(Dataset excerpts)
※

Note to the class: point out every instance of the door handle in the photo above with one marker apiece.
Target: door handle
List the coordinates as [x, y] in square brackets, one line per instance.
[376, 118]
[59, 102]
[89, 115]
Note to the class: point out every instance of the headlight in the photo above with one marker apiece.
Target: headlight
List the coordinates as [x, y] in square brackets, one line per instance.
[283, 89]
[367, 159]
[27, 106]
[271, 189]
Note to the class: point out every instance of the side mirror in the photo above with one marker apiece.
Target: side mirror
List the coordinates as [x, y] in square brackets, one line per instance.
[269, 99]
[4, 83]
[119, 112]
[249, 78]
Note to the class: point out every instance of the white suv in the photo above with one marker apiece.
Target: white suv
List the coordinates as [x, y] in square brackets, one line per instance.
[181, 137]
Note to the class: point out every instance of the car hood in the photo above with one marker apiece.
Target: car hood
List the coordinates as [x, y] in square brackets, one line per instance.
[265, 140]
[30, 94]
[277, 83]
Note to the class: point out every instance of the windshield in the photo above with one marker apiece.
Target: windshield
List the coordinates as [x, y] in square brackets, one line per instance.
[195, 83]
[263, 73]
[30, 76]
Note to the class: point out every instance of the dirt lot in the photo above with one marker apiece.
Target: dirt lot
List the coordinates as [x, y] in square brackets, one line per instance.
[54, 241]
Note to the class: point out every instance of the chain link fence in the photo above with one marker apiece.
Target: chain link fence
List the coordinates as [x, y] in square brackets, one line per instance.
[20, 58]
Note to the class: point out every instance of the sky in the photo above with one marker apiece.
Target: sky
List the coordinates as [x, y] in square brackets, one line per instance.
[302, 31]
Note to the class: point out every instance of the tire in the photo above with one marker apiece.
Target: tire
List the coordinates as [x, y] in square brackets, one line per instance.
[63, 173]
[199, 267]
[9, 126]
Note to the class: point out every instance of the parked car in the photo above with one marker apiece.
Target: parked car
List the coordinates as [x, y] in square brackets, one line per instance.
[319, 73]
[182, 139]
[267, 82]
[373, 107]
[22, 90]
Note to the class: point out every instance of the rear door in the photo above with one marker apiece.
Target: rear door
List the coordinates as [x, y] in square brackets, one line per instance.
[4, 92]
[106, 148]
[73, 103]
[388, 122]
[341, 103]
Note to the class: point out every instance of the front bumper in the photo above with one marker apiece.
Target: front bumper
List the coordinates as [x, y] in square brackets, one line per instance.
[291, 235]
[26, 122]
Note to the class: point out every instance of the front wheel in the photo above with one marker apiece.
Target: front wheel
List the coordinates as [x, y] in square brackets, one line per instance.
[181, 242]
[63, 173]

※

▶ **TASK ITEM**
From the data above, gather every line that includes the word "tire".

▶ **REPLY TO THE TASK**
Note to the class: point out every instance of the tire in the photo above with one marker apiece.
Target: tire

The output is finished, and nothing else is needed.